# [Document text]
>>>
The first new exhibition this fall at MOCA is Yazan Khalili’s Medusa (2020), in which the Ramallah-based artist builds on his long-standing engagement with digital archiving in times of political unrest.
Khalili asks whether digital archives can be a medium that frees memory from overdetermined, institutionalized narratives. Specifically, Medusa engages with the rise of facial recognition technologies. While the human face is an everyday mode of personal identification, the COVID-19 pandemic is an unprecedented historical transition in how we perceive one another—recently we are communicating almost entirely via video and various social platforms. Despite the fact that Khalili’s work was produced prior to the pandemic, the current requirement to mask up in public space has introduced a new, universal, layer of facial concealment from which to engage with the ideas of Medusa and the mythology it references.
As the mythological figure of Greek antiquity, Medusa signifies both a mesmerizing angel of death and a casualty of petty politics among the gods. She appears as the epic executioner who never chose to be eternally chained to her rage. Moreover, despite being the archetype of the deadly gaze that petrifies, reifies and dehumanizes, Medusa can be overcome if one mirrors her powers back onto her. Technology itself is not an untouchable abstraction. As a human invention, it hosts our respective weaknesses. It relies on images, histories, codes, decisions, regulations and glitches that, however complex, are mired in bias and insufficient data.
<<<
# [Source information]
>>>
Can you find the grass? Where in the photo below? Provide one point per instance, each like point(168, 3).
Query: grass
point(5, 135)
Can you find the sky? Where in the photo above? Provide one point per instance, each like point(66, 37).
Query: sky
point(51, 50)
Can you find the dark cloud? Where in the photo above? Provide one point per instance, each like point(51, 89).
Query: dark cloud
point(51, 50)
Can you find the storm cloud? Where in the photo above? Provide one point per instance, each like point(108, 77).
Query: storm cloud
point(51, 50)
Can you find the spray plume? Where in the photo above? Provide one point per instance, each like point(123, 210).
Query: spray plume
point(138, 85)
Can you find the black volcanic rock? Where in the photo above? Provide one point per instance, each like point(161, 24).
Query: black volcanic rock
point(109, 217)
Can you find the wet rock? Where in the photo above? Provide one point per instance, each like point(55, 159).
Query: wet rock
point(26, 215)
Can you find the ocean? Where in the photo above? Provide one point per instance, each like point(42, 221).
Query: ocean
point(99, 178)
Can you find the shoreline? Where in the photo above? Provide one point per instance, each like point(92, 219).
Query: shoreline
<<<
# [What this task involves]
Answer these questions from the exhibition text:
1. In which city is Yazan Khalili based?
2. What technologies does Medusa engage with?
3. How can the mythological Medusa be overcome?
The entries have no connection to the exhibition text.

# [Written response]
1. Ramallah
2. Facial recognition technologies
3. By mirroring her powers back onto her